* PROBLÈME À RÉSOUDRE *
Modifiez, s'il vous plaît, le passage de l'extrait qui commence par les mots « Finalement, Mme Sophie Gosselin » et se termine par « la vie privée. » : recopiez-le en remplaçant « adresse courriel » par « adresse électronique ».

Pour le Conseil, il est inacceptable qu’un journaliste se fie aveuglément à l’interprétation d’un groupe, particulièrement lorsqu’il s’agit d’une question aussi controversée, et qu’il la présente comme si c’était la sienne, sans que le lecteur ne soit en mesure de comprendre qu’il rapportait en fait la lecture qu’en faisait le consortium. Le Conseil retient donc le grief pour avoir omis d’identifier et de diversifier ses sources d’information.

Finalement, Mme Sophie Gosselin déplorait également que le quotidien La Tribune ait fait parvenir à un tiers – le président du Mouvement PROChrysotile – la lettre d’opinion qu’elle désirait faire publier en réaction à l’article du journaliste, accompagné de son adresse courriel. Le quotidien a confirmé que la lettre de Mme Gosselin avait été transmise par inadvertance, parce que le journaliste souhaitait valider certaines des nuances que la plaignante souhaitait apporter à l’interprétation qu’il faisait de la décision. Or, selon les principes déontologiques en vigueur, les médias doivent taire en tout temps les informations personnelles de leurs correspondants, ce qui inclut leur adresse courriel. Le grief pour non-respect de la vie privée a donc été retenu.

Ainsi, le Conseil retient partiellement la plainte, et blâme le quotidien La Tribune pour non-respect de la vie privée.

Sur l’usage du titre de docteur
D2011-03-066 : Kathleen Ruff et Fernand Turcotte c. Nelson Fecteau, Maurice Cloutier et le quotidien La Tribune

Dans une autre plainte, Mme Ruff et M. Turcotte reprochaient cette fois-ci certaines inexactitudes dans un article portant sur l’avis sur les effets délétères de l’amiante, un manque d’équilibre dans la couverture de cette question, un manque de respect envers l’une des victimes d’une maladie reliée à l’amiante et le refus du quotidien de rectifier ses erreurs. Tous les griefs ont été rejetés, mais le Conseil a tenu a faire certaines précisions concernant l’usage du titre de docteur, puisque les plaignants alléguaient que Jacques Dunnigan, cité par le journaliste, n’était pas médecin, mais bien physiologue, et qu’en dépit du fait qu’il détienne un doctorat, lui conférer le titre de docteur entretiendrait une certaine confusion pour le public.

Le code de déontologie du Conseil de presse du Québec n’énonce aucun principe pouvant guider le travail des journalistes à cet égard. Néanmoins, conformément à l’usage prescrit par le Code des professions du Québec, le Conseil est d’avis que les journalistes devraient suivre les règles suivantes dans l’usage du titre de docteur : 1) aucune restriction pour les médecins, les vétérinaires et les dentistes; 2) pour désigner un membre d’un ordre professionnel dont le permis de pratique requiert un doctorat, utiliser le terme « docteur » avant le nom, à condition que le titre réservé suive immédiatement (par exemple : Docteur Untel, chiropraticien); 3) pour désigner toute autre personne détentrice d’un doctorat, utiliser le terme « docteur » après le nom, en le faisant suivre de la discipline dans laquelle le doctorat a été obtenu (par exemple : M. Untel, docteur en physiologie).

* Enregistrements stockés *
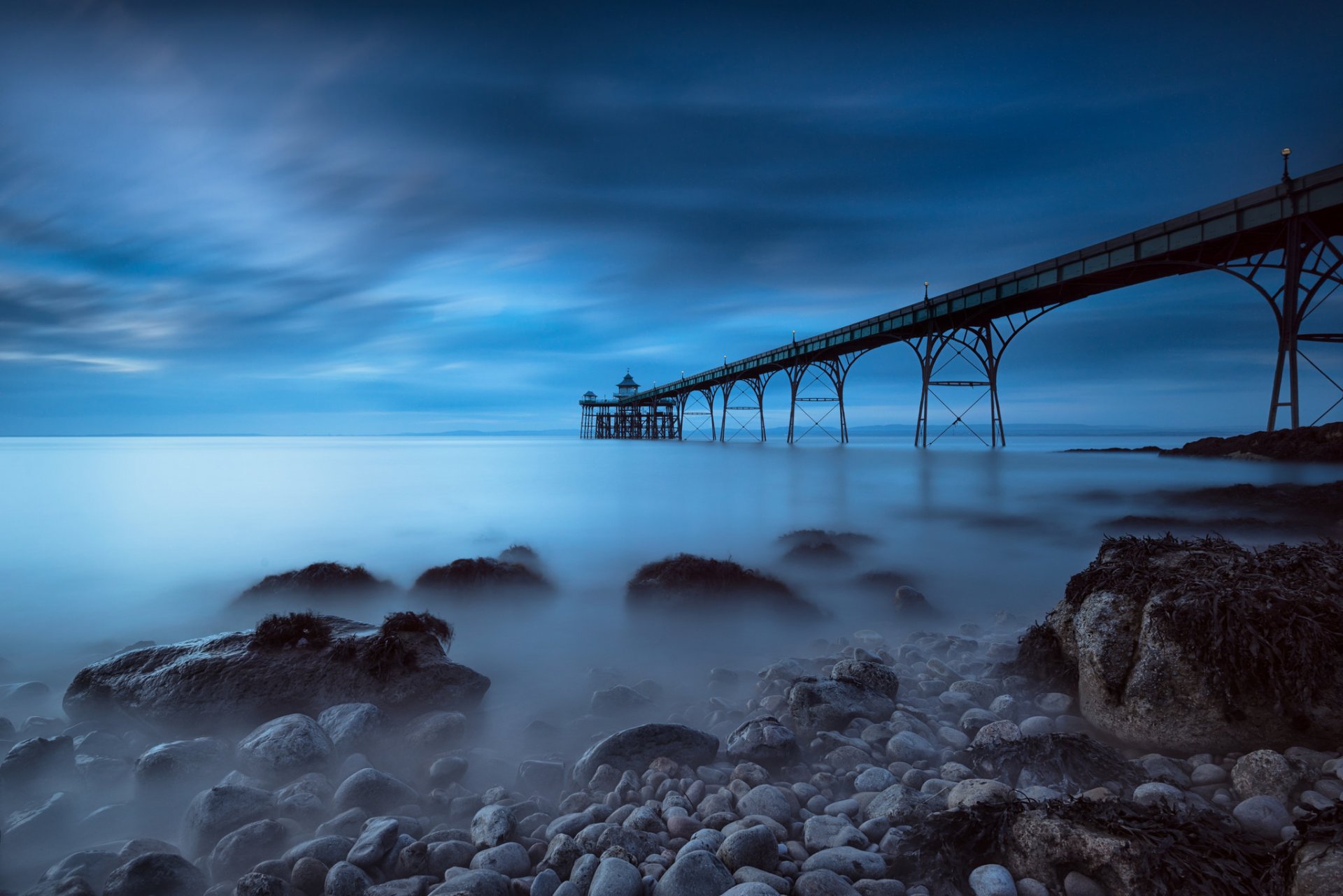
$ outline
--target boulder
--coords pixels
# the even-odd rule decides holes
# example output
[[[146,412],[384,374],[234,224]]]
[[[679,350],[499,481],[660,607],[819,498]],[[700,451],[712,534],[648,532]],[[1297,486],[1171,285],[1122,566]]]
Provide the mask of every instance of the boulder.
[[[270,782],[325,769],[334,746],[317,720],[301,712],[271,719],[238,744],[238,767]]]
[[[728,759],[766,769],[792,765],[802,754],[792,730],[772,715],[747,719],[728,735]]]
[[[145,853],[107,876],[103,896],[203,896],[205,875],[175,853]]]
[[[587,785],[598,766],[643,773],[649,763],[667,758],[677,765],[702,766],[719,754],[719,739],[684,724],[650,723],[616,731],[594,744],[573,763],[573,781]]]
[[[286,712],[317,715],[352,700],[402,716],[473,707],[489,688],[488,677],[449,661],[435,630],[415,630],[391,617],[381,628],[317,618],[330,632],[322,647],[306,640],[258,645],[251,632],[230,632],[94,663],[66,691],[66,715],[74,722],[129,718],[160,730],[208,731]]]
[[[802,679],[788,688],[788,712],[803,731],[843,731],[853,719],[882,720],[894,710],[885,693],[854,681]]]
[[[1335,748],[1339,581],[1334,542],[1105,539],[1017,665],[1066,668],[1086,722],[1143,750]]]

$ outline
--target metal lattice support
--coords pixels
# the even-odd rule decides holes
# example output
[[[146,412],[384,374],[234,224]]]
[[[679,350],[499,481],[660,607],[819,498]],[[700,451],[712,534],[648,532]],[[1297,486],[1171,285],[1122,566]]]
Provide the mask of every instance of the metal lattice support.
[[[838,358],[830,358],[826,361],[810,361],[806,363],[795,365],[784,369],[784,376],[788,377],[788,444],[803,439],[811,432],[819,429],[825,435],[830,436],[839,444],[847,444],[849,441],[849,421],[845,416],[843,408],[843,384],[849,377],[849,370],[858,358],[868,354],[870,349],[864,349],[861,351],[850,351],[839,355]],[[819,408],[825,410],[819,410]],[[808,408],[817,408],[818,410],[813,413]],[[802,416],[807,418],[810,424],[800,435],[798,435],[798,410],[802,410]],[[825,421],[834,412],[838,413],[839,432],[838,435],[830,432],[826,428]]]
[[[770,380],[778,373],[772,370],[770,373],[763,373],[759,377],[745,377],[743,380],[733,380],[732,382],[724,384],[723,386],[723,425],[719,427],[719,439],[721,441],[732,441],[739,436],[749,436],[755,439],[752,432],[752,423],[759,424],[759,441],[764,441],[764,389],[770,385]],[[749,405],[733,405],[732,393],[740,392],[739,388],[745,388],[749,390],[751,396],[755,398],[755,404]],[[733,413],[736,412],[736,413]],[[741,416],[739,416],[741,414]],[[728,432],[728,418],[732,418],[733,429]]]
[[[719,386],[709,386],[708,389],[696,389],[694,392],[682,393],[678,397],[681,408],[677,436],[682,441],[693,439],[717,441],[719,428],[717,420],[714,420],[713,408],[719,392]],[[690,424],[689,432],[685,429],[686,423]],[[704,431],[705,424],[709,427],[708,432]]]
[[[986,447],[997,448],[1007,444],[1007,432],[1003,428],[1002,404],[998,400],[998,366],[1002,362],[1007,345],[1017,338],[1017,334],[1026,329],[1026,325],[1041,315],[1053,311],[1058,304],[1049,304],[1030,311],[1018,311],[986,323],[970,327],[958,327],[941,333],[929,333],[909,341],[909,347],[919,355],[919,369],[923,380],[923,389],[919,398],[919,421],[915,425],[915,447],[927,448],[941,439],[955,427],[964,427],[970,435],[982,441]],[[951,355],[945,355],[947,349],[952,349]],[[983,378],[974,380],[939,380],[948,365],[955,361],[964,361]],[[937,393],[939,389],[975,389],[978,396],[960,412],[947,404]],[[966,423],[966,414],[974,410],[979,402],[988,398],[988,440],[986,441],[974,427]],[[932,401],[945,408],[952,420],[932,437],[928,439],[928,418]]]

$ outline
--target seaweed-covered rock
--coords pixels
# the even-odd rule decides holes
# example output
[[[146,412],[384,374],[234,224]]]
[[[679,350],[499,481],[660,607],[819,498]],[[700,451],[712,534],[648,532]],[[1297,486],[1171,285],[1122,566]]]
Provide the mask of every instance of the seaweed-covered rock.
[[[530,565],[493,557],[463,557],[420,573],[414,590],[450,597],[477,597],[498,592],[535,596],[548,593],[551,585]]]
[[[349,702],[400,716],[465,708],[489,688],[488,677],[449,661],[442,638],[451,630],[441,620],[392,614],[375,628],[322,618],[332,640],[321,648],[258,649],[251,632],[230,632],[101,660],[75,675],[66,714],[73,722],[129,718],[158,730],[205,731],[291,712],[316,716]]]
[[[304,569],[267,575],[238,596],[239,601],[295,597],[304,600],[361,597],[395,587],[363,566],[310,563]]]
[[[1299,427],[1252,432],[1226,439],[1209,437],[1163,455],[1189,457],[1244,457],[1246,460],[1299,460],[1308,463],[1343,463],[1343,423],[1323,427]]]
[[[626,582],[624,597],[639,608],[766,605],[788,613],[819,614],[813,604],[772,575],[694,554],[645,563]]]
[[[1343,742],[1343,545],[1107,539],[1046,625],[1081,714],[1128,744]]]

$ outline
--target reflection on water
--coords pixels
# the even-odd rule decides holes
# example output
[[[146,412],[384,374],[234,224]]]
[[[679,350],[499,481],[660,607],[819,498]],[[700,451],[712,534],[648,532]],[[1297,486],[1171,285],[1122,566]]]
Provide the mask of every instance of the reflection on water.
[[[454,657],[496,680],[489,703],[582,695],[590,667],[702,675],[751,669],[811,638],[889,629],[889,604],[853,586],[894,570],[954,622],[1037,616],[1095,555],[1101,522],[1150,511],[1147,492],[1238,482],[1328,482],[1323,467],[1151,455],[1065,455],[1078,439],[1006,451],[943,440],[835,445],[541,439],[0,440],[0,680],[58,691],[130,641],[243,626],[228,604],[261,577],[316,561],[411,583],[428,566],[526,542],[559,590],[540,608],[438,608]],[[1147,444],[1151,437],[1105,439]],[[1167,439],[1168,444],[1182,440]],[[877,541],[823,570],[780,562],[790,530]],[[764,567],[834,614],[825,630],[766,614],[649,622],[623,582],[676,551]],[[406,600],[392,600],[404,605]],[[419,598],[423,604],[423,598]],[[379,617],[384,606],[369,606]],[[422,609],[422,608],[416,608]],[[544,672],[544,673],[543,673]],[[573,699],[579,699],[575,696]]]

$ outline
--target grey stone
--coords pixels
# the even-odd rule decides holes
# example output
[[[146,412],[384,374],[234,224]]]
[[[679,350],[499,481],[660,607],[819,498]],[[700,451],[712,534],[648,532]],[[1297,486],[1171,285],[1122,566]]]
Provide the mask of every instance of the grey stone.
[[[876,879],[884,877],[886,873],[886,861],[877,853],[864,852],[861,849],[854,849],[853,846],[834,846],[831,849],[822,849],[821,852],[810,856],[802,865],[803,871],[833,871],[837,875],[842,875],[850,880],[860,880],[864,877]]]
[[[588,896],[642,896],[639,869],[623,858],[603,858],[592,876]]]
[[[203,896],[205,876],[175,853],[145,853],[107,876],[103,896]]]
[[[508,806],[485,806],[471,818],[471,842],[478,848],[498,846],[513,836],[517,820]]]
[[[642,773],[659,757],[677,765],[709,765],[719,752],[719,739],[684,724],[641,724],[618,731],[588,748],[573,765],[573,781],[587,783],[599,766]]]
[[[1002,865],[980,865],[970,872],[970,889],[975,896],[1017,896],[1017,881]]]

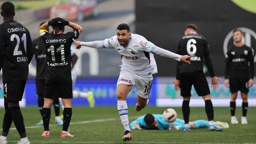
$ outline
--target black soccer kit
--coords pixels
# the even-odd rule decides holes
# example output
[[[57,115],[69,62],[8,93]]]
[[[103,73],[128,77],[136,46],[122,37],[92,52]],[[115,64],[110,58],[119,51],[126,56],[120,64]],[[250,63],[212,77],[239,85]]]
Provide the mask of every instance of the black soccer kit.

* RÉSULTAT DE LA TÂCHE *
Finalement, Mme Sophie Gosselin déplorait également que le quotidien La Tribune ait fait parvenir à un tiers – le président du Mouvement PROChrysotile – la lettre d’opinion qu’elle désirait faire publier en réaction à l’article du journaliste, accompagné de son adresse électronique. Le quotidien a confirmé que la lettre de Mme Gosselin avait été transmise par inadvertance, parce que le journaliste souhaitait valider certaines des nuances que la plaignante souhaitait apporter à l’interprétation qu’il faisait de la décision. Or, selon les principes déontologiques en vigueur, les médias doivent taire en tout temps les informations personnelles de leurs correspondants, ce qui inclut leur adresse électronique. Le grief pour non-respect de la vie privée a donc été retenu.

Ainsi, le Conseil retient partiellement la plainte, et blâme le quotidien La Tribune pour non-respect de la vie privée.